TASK DETAILS:
A word-for-word transcription of the whole listing is required.

PROVIDED DATA:
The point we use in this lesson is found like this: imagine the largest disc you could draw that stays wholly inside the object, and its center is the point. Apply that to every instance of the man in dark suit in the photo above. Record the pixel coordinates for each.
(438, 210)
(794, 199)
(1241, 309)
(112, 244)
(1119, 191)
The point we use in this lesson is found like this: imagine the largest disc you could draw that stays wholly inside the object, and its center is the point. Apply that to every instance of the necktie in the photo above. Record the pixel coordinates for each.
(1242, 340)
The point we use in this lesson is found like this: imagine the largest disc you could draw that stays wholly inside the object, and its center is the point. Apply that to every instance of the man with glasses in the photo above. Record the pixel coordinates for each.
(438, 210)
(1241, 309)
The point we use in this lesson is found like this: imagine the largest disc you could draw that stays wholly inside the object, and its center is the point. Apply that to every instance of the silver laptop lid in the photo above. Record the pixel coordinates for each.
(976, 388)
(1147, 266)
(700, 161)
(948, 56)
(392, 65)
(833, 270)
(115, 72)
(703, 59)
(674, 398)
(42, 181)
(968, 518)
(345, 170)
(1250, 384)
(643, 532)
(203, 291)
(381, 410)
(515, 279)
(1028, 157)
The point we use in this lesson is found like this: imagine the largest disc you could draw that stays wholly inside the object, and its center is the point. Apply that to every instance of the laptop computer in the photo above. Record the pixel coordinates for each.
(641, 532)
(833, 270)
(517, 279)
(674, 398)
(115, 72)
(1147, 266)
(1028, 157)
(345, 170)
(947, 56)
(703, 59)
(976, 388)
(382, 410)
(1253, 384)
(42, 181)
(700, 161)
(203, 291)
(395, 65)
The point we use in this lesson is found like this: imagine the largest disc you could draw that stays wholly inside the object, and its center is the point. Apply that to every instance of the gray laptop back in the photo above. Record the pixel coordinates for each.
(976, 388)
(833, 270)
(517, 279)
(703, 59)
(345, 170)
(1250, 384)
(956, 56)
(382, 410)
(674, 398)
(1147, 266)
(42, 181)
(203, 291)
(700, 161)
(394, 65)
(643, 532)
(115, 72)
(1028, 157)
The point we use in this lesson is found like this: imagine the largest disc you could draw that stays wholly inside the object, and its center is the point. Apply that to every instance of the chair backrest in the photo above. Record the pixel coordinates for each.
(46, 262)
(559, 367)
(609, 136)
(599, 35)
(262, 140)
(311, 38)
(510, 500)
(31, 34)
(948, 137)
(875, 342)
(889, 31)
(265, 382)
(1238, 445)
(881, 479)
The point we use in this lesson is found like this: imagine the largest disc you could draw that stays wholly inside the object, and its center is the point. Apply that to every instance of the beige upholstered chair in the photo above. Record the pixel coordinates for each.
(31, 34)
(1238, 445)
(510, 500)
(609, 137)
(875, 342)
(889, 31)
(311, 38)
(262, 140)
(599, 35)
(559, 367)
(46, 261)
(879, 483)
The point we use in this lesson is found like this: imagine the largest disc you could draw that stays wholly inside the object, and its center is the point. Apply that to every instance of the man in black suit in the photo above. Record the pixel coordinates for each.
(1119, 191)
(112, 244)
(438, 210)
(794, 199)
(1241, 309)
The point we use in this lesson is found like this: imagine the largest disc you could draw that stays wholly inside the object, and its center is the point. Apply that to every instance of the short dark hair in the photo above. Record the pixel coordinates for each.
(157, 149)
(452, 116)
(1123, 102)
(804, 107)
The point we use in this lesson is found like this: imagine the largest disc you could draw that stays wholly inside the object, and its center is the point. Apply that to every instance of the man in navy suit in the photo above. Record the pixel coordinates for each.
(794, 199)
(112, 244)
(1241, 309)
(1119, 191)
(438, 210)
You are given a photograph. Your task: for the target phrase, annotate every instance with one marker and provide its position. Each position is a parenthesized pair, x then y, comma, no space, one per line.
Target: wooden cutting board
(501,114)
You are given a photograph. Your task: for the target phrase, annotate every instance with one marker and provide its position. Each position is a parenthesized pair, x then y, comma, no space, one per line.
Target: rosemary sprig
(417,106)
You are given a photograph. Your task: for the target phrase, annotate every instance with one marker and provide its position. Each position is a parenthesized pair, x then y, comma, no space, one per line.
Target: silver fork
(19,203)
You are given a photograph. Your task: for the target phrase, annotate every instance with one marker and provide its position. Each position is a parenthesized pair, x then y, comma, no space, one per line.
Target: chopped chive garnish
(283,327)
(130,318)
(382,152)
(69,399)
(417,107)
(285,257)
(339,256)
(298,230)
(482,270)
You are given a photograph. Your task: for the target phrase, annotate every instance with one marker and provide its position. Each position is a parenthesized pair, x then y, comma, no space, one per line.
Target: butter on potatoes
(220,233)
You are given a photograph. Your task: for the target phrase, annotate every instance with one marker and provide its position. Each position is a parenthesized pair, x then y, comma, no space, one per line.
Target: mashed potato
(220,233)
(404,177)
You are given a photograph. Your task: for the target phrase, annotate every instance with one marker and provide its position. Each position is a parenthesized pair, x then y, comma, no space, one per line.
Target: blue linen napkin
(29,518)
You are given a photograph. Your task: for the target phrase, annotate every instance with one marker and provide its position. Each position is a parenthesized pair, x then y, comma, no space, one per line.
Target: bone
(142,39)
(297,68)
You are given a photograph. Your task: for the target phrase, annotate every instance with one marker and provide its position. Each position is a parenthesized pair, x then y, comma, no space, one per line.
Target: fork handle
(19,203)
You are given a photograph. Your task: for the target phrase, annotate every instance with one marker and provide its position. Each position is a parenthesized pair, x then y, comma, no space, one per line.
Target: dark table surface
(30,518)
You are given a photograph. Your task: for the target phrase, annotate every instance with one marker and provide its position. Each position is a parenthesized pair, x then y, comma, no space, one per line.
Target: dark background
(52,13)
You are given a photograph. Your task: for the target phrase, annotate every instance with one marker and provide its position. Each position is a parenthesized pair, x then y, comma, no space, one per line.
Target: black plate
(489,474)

SOLUTION FOR THIS PROBLEM:
The point we use in this lesson is found like this: imagine the largest disc you could draw that stays wholly inside the object, and its center is the point. Apply that to every instance of the man in dark suit in the photo above. Record the pixel coordinates for each.
(438, 210)
(794, 199)
(1241, 309)
(112, 244)
(1119, 191)
The point we use in this lesson is found like this: imagine the largest disc you could draw that stays wholly inside the object, and its center is the point. Apply that to every instance of the necktie in the photo above. Record the pixel coordinates for each.
(1242, 340)
The point we use in this lesson is found like this: imagine the largest disc you could draw that stays wholly inside the object, and its center is the point. Apply that to every instance of the man with glasses in the photo above. Record the pixel coordinates for each.
(438, 210)
(1241, 309)
The point we use in this lesson is found like this: imagine the largest disc you could draw that stays wholly inside the object, and its center is the point. Apply that to every instance of the silver laptop lid in the photo above. Record the pixel coordinates for each.
(976, 388)
(1147, 266)
(700, 161)
(948, 56)
(392, 65)
(833, 270)
(115, 72)
(703, 59)
(674, 398)
(42, 181)
(968, 518)
(345, 170)
(1250, 384)
(643, 532)
(203, 291)
(381, 410)
(515, 279)
(1028, 157)
The point we use in this lesson is found like this: imagine the largest disc you could draw that stays wholly inside the object, and its center is the point. Apply that to every instance of the laptop computer in the photo above. Record the pixel coordinates for each.
(641, 532)
(833, 270)
(517, 279)
(674, 398)
(115, 72)
(1147, 266)
(1028, 157)
(345, 170)
(947, 56)
(703, 59)
(976, 388)
(382, 410)
(1253, 384)
(42, 181)
(700, 161)
(203, 291)
(395, 65)
The point we use in this lesson is found like this: imagine the largest disc you could draw that stays wholly inside the object, and its center is the point. Apply that to every instance of the gray laptop back in the photo above. Record the pixel coordinates for each.
(976, 388)
(833, 270)
(517, 279)
(703, 59)
(345, 170)
(1250, 384)
(956, 56)
(382, 410)
(674, 398)
(1147, 266)
(42, 181)
(203, 291)
(700, 161)
(394, 65)
(643, 532)
(115, 72)
(1028, 157)
The point we use in this lesson is found like this: imagine the largest disc you could draw that stays wholly inside the object, and its center is the point. Apply that to every instance of the chair backrest in the photo above. Record the pixel coordinates for each.
(46, 262)
(559, 367)
(609, 136)
(599, 35)
(262, 140)
(311, 38)
(510, 500)
(31, 34)
(948, 137)
(875, 342)
(889, 31)
(265, 382)
(1238, 445)
(881, 479)
The point we use in this lesson is found like this: imagine the largest disc you could draw that stays wholly inside the object, and its center is the point. Apply that to every instance of the beige upholstered chair in the photo above. Record the pixel coordinates for each.
(31, 34)
(1238, 445)
(510, 500)
(609, 137)
(875, 342)
(889, 31)
(311, 38)
(262, 140)
(599, 35)
(559, 367)
(46, 261)
(879, 483)
The point we use in this lesson is found like this: imagine the largest disc you could draw that stays wholly inside the object, and its center is the point. Apply that to every instance of the man in black suit in the photo above. Record the pixel coordinates for each.
(1119, 191)
(112, 244)
(438, 210)
(794, 199)
(1241, 309)
The point we use in this lesson is found like this: imagine the largest disc you could draw that stays wholly inside the object, and its center is the point. Apply that to every instance of the short dark hair in the photo above. Record the pixel coordinates for each.
(157, 149)
(452, 116)
(1123, 102)
(804, 107)
The point we use in this lesson is found like this: imagine the largest disc you could draw that stays wholly inside the object, and its center is the point. Apply that to every instance of the man in navy suit in the photo above. Record the pixel coordinates for each.
(794, 199)
(112, 244)
(1241, 309)
(1119, 191)
(438, 210)
You are given a photograph. Your task: for the target phrase, annotate every instance with one marker and provide its position. Each position is a parenthesized pair, x then y, comma, no space, one per line.
Target: wooden cutting board
(501,114)
You are given a photograph. Your task: for the target phrase, annotate every instance with one marker and provide its position. Each position is a parenthesized pair, x then y, comma, no space, one per line.
Target: rosemary sprig
(417,106)
You are given a photograph. Your task: for the target phrase, annotate every instance with one marker and provide its position. Each position is a parenthesized pair, x then y, comma, no space, one per line.
Target: silver fork
(19,203)
You are given a photograph. Your task: for the target phrase, annotate every instance with one marker and provide its position. Each position is a parenthesized pair, x then y, comma, no space, one per line.
Target: chopped chive garnish
(283,327)
(130,318)
(382,152)
(69,399)
(417,107)
(285,257)
(339,256)
(298,230)
(482,270)
You are given a photograph. Your task: for the target phrase, annotate every instance with one marker and provide its position. Each position is a parenthesized pair, x then y, comma, no space, one per line.
Target: butter on potatoes
(220,233)
You are given a photograph. Your task: for the target phrase, annotate every instance with one marker and provide its position. Each position is a parenthesized pair, x then y, comma, no space, one per line.
Target: mashed potato
(220,233)
(404,177)
You are given a photograph. Your task: for the target phrase, annotate every instance with one marker and provide its position. Each position is a parenthesized pair, x then y, comma, no space, one per line.
Target: blue linen napkin
(29,518)
You are given a photograph. Your task: for the target phrase, annotate every instance with one marker and provide its position. Each position is a parenthesized pair, x then y, comma, no space, one per line.
Target: bone
(142,39)
(297,68)
You are given a photograph. Your task: for the target phrase, annotate every instance with one marker and provide its position. Each position is a parenthesized pair, x then y, comma, no space, one per line.
Target: fork handle
(19,203)
You are given a photograph. Your task: for the target phrase, annotate every instance with one marker and provide its position. Each position is a parenthesized pair, x then y, comma, no space, one per line.
Target: dark table surface
(30,518)
You are given a photograph. Your task: for the target phrase, annotate every instance with one marker and provide its position. Each position is a parenthesized pair, x then y, comma, no space, one per line.
Target: dark background
(52,13)
You are given a photograph. Your task: for the target phrase, annotate every instance with one marker and provide its position. Each position is a parenthesized pair, x then y, comma, no space, one per line.
Target: black plate
(489,474)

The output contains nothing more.